# start of Extract provided

More procedurally generated content code

The following is similar but different to the Procedurally generated geometry tutorial

Building a 2D grid of quads
void ScreenGridMesh( char*& data, int& fileSize, int& batchStart, int& batchCount, int& vertRStart, int& vertREnd )
{
	extern int appWidth;
	extern int appHeight;

	//This example splits the screen up into groups of 16 pixels, and create a quad for each group.
	int quadSize = 16;
	int quadsH = (appWidth +quadSize-1) / quadSize;//divide by 16, rounding up
	int quadsV = (appHeight+quadSize-1) / quadSize;
	int quads = quadsH*quadsV;


	int version = 5;//This is the current version of the GEO format (at the time of writing).

	int numJoints = 0;//I don't have code below for writing joints...
	int numMorphTargets = 0;//...or morph targets

//The lines that begin with //! or /*! could be used if you want a more complete vertex format (i.e. normal/binormal/tangent/joints/etc)
//!	int numVertexStreams = 8;
	int numVertexStreams = 2;//I'm just using position + tex-coord

	int numVertices = quads * 4;// I'm making 4 verts per quad
	int numTriangleIndices = quads * 6;//Each quad is 2 triangles. Each triangle is made up of 3 verts, so I need 6 indices to describe each quad.

# end of Extract provided

#### Set exercise 1:
In the code sample on procedurally generated content, how many vertices are made for each quad?
#### Set exercise 2:
In the listing, update the lines from the one that contains "Locate every shrub" through the end of the listing by replacing "shrub" with "bush". Write out only those lines, with everything else unchanged.

# start of Given records

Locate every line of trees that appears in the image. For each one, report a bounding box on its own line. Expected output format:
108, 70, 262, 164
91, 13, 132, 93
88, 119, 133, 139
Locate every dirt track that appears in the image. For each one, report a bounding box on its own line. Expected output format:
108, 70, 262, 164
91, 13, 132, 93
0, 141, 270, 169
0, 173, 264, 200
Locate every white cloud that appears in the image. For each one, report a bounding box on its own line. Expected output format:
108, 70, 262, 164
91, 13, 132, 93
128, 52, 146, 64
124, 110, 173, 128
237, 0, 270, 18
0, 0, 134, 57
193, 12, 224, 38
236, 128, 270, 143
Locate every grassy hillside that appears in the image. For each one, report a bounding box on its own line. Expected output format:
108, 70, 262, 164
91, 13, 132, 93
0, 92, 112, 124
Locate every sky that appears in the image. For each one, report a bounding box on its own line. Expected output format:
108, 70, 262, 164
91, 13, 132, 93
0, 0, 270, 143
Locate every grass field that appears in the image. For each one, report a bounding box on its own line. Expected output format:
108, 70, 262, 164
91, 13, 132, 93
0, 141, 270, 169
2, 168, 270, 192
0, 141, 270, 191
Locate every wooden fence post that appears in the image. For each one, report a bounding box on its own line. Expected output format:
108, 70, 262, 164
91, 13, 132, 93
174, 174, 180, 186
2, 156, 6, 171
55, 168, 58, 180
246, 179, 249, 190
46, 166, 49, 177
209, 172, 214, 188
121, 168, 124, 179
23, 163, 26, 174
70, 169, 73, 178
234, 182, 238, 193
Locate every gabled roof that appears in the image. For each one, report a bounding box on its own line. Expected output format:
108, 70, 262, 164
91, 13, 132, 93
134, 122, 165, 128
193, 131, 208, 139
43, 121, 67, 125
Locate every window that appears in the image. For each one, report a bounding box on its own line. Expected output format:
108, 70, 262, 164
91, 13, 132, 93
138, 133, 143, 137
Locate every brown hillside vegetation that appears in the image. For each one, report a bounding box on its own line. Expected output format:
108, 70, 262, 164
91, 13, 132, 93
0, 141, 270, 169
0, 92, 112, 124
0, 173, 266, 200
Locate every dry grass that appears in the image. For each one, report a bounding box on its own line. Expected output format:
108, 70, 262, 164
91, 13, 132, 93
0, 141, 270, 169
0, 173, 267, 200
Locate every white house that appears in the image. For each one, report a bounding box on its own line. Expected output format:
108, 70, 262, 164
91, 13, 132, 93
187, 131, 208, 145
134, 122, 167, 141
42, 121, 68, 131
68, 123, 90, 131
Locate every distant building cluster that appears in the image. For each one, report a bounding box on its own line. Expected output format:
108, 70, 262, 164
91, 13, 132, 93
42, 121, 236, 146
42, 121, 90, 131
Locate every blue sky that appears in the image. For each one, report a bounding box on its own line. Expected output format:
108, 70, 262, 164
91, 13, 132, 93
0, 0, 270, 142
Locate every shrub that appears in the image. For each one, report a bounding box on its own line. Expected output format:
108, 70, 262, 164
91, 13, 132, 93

# end of Given records

#### Reply 1:
Four vertices are made for each quad.

#### Reply 2:
Locate every bush that appears in the image. For each one, report a bounding box on its own line. Expected output format:
108, 70, 262, 164
91, 13, 132, 93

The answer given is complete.